Retype the passage about Griffin's speech for women's suffrage in Alabama, word for word and in full.

### Page extract
+===+

Griffin conceded that there were many Alabama women who did not want the ballot for themselves, just as there were those who once did not want access to the halls of higher education. “Rights are not measured by the number who want them,” she reasoned, and referenced the packed gallery above her as proof that many Alabama women wanted the vote.   

 

While her characteristic wit helped inject occasional moments of levity into the speech, drawing both the laughter and applause of delegates, Griffin was still before a mostly indifferent audience. Near the end of her speech she asserted that women needed the ballot because they were inherently different from men, that male politicians could never fully represent the interests of Alabama women. To continue was unjust and unfair. “So long as laws affect both men and women, men and women together should make those laws.” The upper gallery erupted in applause in response to this statement, but the delegates sat in silence, to which Griffin quipped, “Now why don’t you applaud that?”

+===+

Source records:
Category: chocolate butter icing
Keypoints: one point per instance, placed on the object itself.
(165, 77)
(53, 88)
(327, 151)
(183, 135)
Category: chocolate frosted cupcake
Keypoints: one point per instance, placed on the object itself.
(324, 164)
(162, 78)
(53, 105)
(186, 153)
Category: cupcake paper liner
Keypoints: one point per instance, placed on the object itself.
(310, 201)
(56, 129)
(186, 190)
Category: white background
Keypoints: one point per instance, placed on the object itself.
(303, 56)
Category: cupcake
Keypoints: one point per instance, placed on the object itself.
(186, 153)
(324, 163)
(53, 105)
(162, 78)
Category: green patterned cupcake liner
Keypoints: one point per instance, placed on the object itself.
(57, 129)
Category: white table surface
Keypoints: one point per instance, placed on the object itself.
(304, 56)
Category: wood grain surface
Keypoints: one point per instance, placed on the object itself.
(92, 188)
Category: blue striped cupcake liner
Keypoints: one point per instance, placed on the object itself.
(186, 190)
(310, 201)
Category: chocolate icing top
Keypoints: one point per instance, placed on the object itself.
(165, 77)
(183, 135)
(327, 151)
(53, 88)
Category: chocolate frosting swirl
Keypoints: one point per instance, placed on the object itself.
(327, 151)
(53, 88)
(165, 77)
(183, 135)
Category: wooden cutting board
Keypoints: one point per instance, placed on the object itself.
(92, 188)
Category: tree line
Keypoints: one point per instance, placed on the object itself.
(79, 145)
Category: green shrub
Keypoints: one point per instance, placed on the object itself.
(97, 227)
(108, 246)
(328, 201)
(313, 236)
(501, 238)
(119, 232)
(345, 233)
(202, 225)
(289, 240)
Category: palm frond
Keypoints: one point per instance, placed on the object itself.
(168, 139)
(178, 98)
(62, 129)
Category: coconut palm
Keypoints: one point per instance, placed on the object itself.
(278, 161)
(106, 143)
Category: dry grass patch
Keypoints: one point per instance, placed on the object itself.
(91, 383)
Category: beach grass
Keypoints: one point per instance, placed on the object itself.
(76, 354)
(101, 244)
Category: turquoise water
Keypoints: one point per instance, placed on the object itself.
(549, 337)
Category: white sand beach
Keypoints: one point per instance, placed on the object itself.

+===+

### Output below
Griffin conceded that there were many Alabama women who did not want the ballot for themselves, just as there were those who once did not want access to the halls of higher education. “Rights are not measured by the number who want them,” she reasoned, and referenced the packed gallery above her as proof that many Alabama women wanted the vote.   

 

While her characteristic wit helped inject occasional moments of levity into the speech, drawing both the laughter and applause of delegates, Griffin was still before a mostly indifferent audience. Near the end of her speech she asserted that women needed the ballot because they were inherently different from men, that male politicians could never fully represent the interests of Alabama women. To continue was unjust and unfair. “So long as laws affect both men and women, men and women together should make those laws.” The upper gallery erupted in applause in response to this statement, but the delegates sat in silence, to which Griffin quipped, “Now why don’t you applaud that?”